• **Task instructions**: The reply should consist of the entire listing, word for word.

--*--

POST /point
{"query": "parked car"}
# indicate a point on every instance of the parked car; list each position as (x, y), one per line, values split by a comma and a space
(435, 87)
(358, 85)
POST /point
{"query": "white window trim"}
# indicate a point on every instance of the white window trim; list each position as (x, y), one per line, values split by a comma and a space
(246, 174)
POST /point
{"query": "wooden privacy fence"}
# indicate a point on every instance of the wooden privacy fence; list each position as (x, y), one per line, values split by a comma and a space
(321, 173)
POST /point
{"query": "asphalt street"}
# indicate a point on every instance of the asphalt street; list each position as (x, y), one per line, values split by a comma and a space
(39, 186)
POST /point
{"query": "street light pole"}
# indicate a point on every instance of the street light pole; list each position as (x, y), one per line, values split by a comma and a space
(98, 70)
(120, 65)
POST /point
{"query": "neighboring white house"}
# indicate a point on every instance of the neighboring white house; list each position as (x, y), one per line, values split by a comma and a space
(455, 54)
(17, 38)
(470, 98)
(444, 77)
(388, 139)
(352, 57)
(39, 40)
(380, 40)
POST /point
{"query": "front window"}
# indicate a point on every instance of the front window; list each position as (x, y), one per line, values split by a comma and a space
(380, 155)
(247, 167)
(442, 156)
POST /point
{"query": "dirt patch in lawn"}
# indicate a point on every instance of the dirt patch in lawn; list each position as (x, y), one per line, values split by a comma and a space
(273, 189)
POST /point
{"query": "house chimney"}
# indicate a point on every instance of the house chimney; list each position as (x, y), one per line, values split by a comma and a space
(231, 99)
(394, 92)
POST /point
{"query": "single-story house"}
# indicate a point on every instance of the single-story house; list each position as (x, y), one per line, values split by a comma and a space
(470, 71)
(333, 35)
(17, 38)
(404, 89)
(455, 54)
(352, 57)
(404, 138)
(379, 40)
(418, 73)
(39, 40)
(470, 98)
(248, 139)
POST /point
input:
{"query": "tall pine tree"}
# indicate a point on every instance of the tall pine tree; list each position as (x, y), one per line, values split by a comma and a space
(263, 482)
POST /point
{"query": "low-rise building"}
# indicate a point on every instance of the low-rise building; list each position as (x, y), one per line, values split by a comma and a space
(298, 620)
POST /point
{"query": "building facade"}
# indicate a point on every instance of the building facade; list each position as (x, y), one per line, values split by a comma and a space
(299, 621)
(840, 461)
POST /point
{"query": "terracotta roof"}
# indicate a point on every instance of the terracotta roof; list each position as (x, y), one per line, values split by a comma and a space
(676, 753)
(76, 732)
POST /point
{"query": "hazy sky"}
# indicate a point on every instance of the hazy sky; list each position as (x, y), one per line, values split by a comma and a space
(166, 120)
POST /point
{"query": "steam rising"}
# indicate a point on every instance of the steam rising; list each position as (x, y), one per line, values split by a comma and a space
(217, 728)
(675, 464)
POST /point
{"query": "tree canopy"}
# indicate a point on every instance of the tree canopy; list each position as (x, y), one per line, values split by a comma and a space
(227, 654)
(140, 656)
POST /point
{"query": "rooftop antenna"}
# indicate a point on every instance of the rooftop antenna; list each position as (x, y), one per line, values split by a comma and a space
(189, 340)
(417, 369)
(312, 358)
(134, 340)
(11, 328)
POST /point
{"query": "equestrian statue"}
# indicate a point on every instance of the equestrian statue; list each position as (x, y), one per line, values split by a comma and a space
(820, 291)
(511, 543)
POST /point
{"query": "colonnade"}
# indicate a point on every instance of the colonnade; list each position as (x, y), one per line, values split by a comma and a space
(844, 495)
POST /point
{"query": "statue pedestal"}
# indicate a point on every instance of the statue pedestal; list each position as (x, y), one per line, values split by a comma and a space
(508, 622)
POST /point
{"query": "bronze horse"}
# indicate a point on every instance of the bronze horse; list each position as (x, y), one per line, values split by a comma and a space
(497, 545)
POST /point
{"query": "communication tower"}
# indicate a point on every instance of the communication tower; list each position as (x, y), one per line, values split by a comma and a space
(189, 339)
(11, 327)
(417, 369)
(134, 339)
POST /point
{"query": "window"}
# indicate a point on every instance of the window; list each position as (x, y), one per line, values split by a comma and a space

--*--

• **Result for this task**:
POST /point
{"query": "parked car"}
# indicate a point on every instance of the parked car; list each position as (x, y), one per line, values split by a comma and a space
(435, 87)
(358, 85)
POST /point
{"query": "white window trim"}
# indicate a point on every instance of the white window trim; list each position as (x, y), one per line, values split by a comma and a space
(246, 174)
POST /point
{"query": "wooden privacy fence"}
# indicate a point on every instance of the wooden privacy fence; list each position as (x, y), one per line, values split by a comma and a space
(321, 173)
POST /point
{"query": "asphalt street"}
# indicate a point on every instance of the asphalt street; list each position as (x, y), one per line, values split by a comma and a space
(39, 186)
POST /point
{"query": "street light pole"}
# indicate a point on every instance of the street light pole; list each position as (x, y), one per line, values split by a comma and a space
(98, 70)
(120, 65)
POST /point
{"query": "neighboring white house"}
# indicate a point on every instance of the neighboring white house; list each position as (x, y), one per line, values split by a comma and a space
(455, 54)
(17, 38)
(470, 98)
(444, 77)
(388, 139)
(352, 57)
(39, 40)
(380, 40)
POST /point
{"query": "front window"}
# indicate a point on every instance of the front window; list each position as (x, y), one per line, values split by a comma and a space
(380, 155)
(247, 167)
(442, 156)
POST /point
{"query": "dirt patch in lawn"}
# indicate a point on every instance of the dirt patch in lawn; list each position as (x, y), one per line, values split by a comma and a space
(273, 189)
POST /point
{"query": "house chimney"}
# indicate a point on every instance of the house chimney; list each position as (x, y), one per line, values split by a comma and a space
(231, 99)
(394, 92)
POST /point
{"query": "single-story house"}
# indicate a point on every instance of the single-story house; list each position as (x, y), one per line, values split by a comma and a space
(470, 71)
(333, 35)
(17, 38)
(404, 89)
(455, 54)
(352, 57)
(404, 138)
(379, 40)
(418, 73)
(39, 40)
(470, 98)
(248, 139)
POST /point
input:
{"query": "tall pine tree"}
# indicate a point on every instance of the tall pine tree; list each position as (x, y), one per line, values split by a comma and a space
(263, 482)
POST /point
{"query": "low-rise building"}
# indicate a point on every instance of the low-rise building; list each position as (x, y), one per line, values split by a comma and a space
(298, 620)
POST /point
{"query": "building facade"}
# indicate a point on every instance of the building facade; list each position as (x, y), one per line, values split by a comma and a space
(299, 621)
(840, 461)
POST /point
{"query": "terracotta roof"}
# indicate a point on every instance of the terracotta roof; list each position as (x, y), one per line, values split by a comma and a space
(676, 753)
(76, 732)
POST /point
{"query": "hazy sky"}
# indicate a point on every instance of the hazy sky; list each position as (x, y), one per line, values split by a comma and a space
(166, 120)
POST /point
{"query": "steam rising"}
# indicate a point on every instance of the steam rising; list each position as (x, y), one per line, values split by a comma and a space
(217, 728)
(675, 464)
POST /point
{"query": "tree canopy"}
# indicate a point on every instance of the tree canopy; list each position as (x, y), one per line, values split by a comma and a space
(227, 654)
(140, 656)
POST /point
{"query": "rooftop antenna"}
# indicate a point on every instance of the rooftop antenna; list each position as (x, y), one per line, values split by a comma and a space
(189, 340)
(417, 369)
(312, 358)
(134, 340)
(11, 328)
POST /point
{"query": "equestrian statue"}
# indicate a point on every instance of the equestrian statue; list each position as (x, y), one per line, values split by a comma and a space
(820, 291)
(511, 543)
POST /point
{"query": "colonnade"}
# indicate a point on every instance of the colonnade; list each position as (x, y), one per line, values split by a comma and a space
(844, 495)
POST /point
{"query": "statue pedestal"}
# indicate a point on every instance of the statue pedestal; list each position as (x, y), one per line, values split by a comma and a space
(508, 622)
POST /point
{"query": "bronze horse"}
# indicate a point on every instance of the bronze horse; list each position as (x, y), one per line, values split by a comma and a space
(497, 545)
POST /point
{"query": "communication tower"}
# indicate a point on every instance of the communication tower; list each position as (x, y), one per line, values split by a comma and a space
(189, 339)
(11, 327)
(417, 369)
(134, 339)
POST /point
{"query": "window"}
# indicate a point on every instance of the window; list each position as (x, y), one per line, values split by a comma and a space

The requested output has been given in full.